Seite >>
☆ ☆ ☆ ☆ ☆
Ach, was haben sich die Menschen fast bepinkelt vor Lachen, als der ehemalige baden-württembergische Ministerpräsident Günther Oettinger bei einer seine Antrittsreden bei der EU vor den anwesenden Kollegen und der Presse auf holperigen Englisch radebrechte. Da kann man fein vom heimischen Wohnzimmer aus eimerweise Häme über einen anderen ausschütten, wenn der sein Unvermögen auf diese Weise öffentlich zur Schau stellt. Dabei hat Oettinger im Grunde alles gut und richtig gemacht.

Nun ist, und darüber braucht hier auch gar nicht diskutiert zu werden, das Englisch des Herrn Oettinger grausam, schwer verständlich, stellenweise vollkommen falsch und nicht einmal den Ansprüchen der sechsten Klasse der Hauptschule genügend. Keine Frage, das kann man besser machen und das können viele auch besser machen.
Allerdings ist Herr Oettinger in Brüssel und Straßburg nicht als Sprachtalent angetreten, sondern als Politiker. Und ob er als solcher seine Sache gut oder schlecht gemacht hat und künftig machen wird, ist ja ohnehin kaum objektiv zu bewerten, da man je nach eigener politischer Einstellung zu durchaus unterschiedlichen Bewertungen seiner Leistungen kommen kann.
☆ ☆ ☆ ☆ ☆
Einträge mit Koordinatenannotationen:
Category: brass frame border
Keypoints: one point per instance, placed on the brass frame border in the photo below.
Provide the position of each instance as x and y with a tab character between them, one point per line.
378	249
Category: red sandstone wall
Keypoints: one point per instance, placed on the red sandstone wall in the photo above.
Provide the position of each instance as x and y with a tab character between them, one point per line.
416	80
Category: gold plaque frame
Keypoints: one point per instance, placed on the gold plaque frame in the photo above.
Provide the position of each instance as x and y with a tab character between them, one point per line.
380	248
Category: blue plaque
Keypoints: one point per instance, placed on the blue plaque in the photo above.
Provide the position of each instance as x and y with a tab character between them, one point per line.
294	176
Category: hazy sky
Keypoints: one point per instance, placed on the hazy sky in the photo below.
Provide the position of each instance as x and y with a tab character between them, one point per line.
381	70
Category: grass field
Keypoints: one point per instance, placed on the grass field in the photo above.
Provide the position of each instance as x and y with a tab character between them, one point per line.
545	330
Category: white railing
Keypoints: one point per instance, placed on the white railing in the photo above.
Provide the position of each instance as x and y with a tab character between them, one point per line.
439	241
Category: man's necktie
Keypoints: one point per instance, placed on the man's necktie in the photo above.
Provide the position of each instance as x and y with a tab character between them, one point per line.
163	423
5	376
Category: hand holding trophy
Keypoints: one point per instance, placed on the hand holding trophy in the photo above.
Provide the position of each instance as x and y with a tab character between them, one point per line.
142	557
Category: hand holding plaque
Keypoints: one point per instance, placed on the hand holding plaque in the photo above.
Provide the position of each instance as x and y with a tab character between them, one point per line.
☆ ☆ ☆ ☆ ☆
Anweisungen >>
a. Gib die Zeilen von der Zeile mit „Category: grass field“ bis einschließlich der letzten Zeile samt den Anweisungen darin erneut aus und erhöhe dabei jede Koordinate in den Antworten um 80.
b. Führe den Text über Günther Oettingers Englisch bei der EU nach seinem letzten Satz weiter.

Ergebnisse je Aufgabe >>
a.
Category: grass field
Keypoints: one point per instance, placed on the grass field in the photo above.
Provide the position of each instance as x and y with a tab character between them, one point per line.
625	410
Category: white railing
Keypoints: one point per instance, placed on the white railing in the photo above.
Provide the position of each instance as x and y with a tab character between them, one point per line.
519	321
Category: man's necktie
Keypoints: one point per instance, placed on the man's necktie in the photo above.
Provide the position of each instance as x and y with a tab character between them, one point per line.
243	503
85	456
Category: hand holding trophy
Keypoints: one point per instance, placed on the hand holding trophy in the photo above.
Provide the position of each instance as x and y with a tab character between them, one point per line.
222	637
Category: hand holding plaque
Keypoints: one point per instance, placed on the hand holding plaque in the photo above.
Provide the position of each instance as x and y with a tab character between them, one point per line.

b.
27 EG-Kommissare tummeln sich derzeit auf dem schlüpfrigen sprachlichen Parkett der europäischen Politik, sie sprechen 23 verschiedene Sprachen und jeder von ihnen spricht zunächst mal seine eigene Sprache am Besten. Ein ganz umfangreicher Dolmetscherdienst, neben der UNO in New York übrigens der umfangreichste der Welt, sorgt dafür, daß jeder Euro-Abgeordnete und jeder EU-Kommissar, seine Unterlagen in seiner Sprache erhält, trägt dafür Sorge, daß alle Reden in nahezu alle Sprachen hin und her übersetzt werden und sorgt somit für Ordnung und Verständigung im europäischen Brüssel-Babel. Es ist überhaupt gar nicht zwingend erforderlich, daß man irgendeine andere als seine Muttersprache beherrscht.

Daß Herr Oettinger sich der Ochsentour unterzogen hat und die offensichtlich von einem Dritten vorgeschriebenen Zeilen auf Englisch vorzutragen versuchte, ja das wird ihm nur im neidgebeutelten Heimatland negativ angerechnet. Die anderen in der EU sehen das anders. Allein sein Bemühen wird ihm hoch angerechnet und der allgemeine Tenor war: „Das wird schon werden.“

Ich verbringe einen Teil meiner Freizeit mit Amerikanern und diverse Aufenthalte in Amerika und eine Tätigkeit für eine amerikanische Regierungsstelle haben mein Englisch so „rund“ gemacht, daß ich mich in nahezu jeder Situation zurechtfinde und mir mit Recht einbilden darf, daß mein Englisch doch recht gut verstanden wird. Manchmal, und das empfinde ich als besonderes Kompliment, fragen mich Amerikaner sogar aus welcher Gegend Kanadas ich komme. Sie halten mich, aufgrund des leichten Akzents also durchaus nicht für einen US-Amerikaner, kommen aber nicht auf die Idee, ich könnte Deutscher sein.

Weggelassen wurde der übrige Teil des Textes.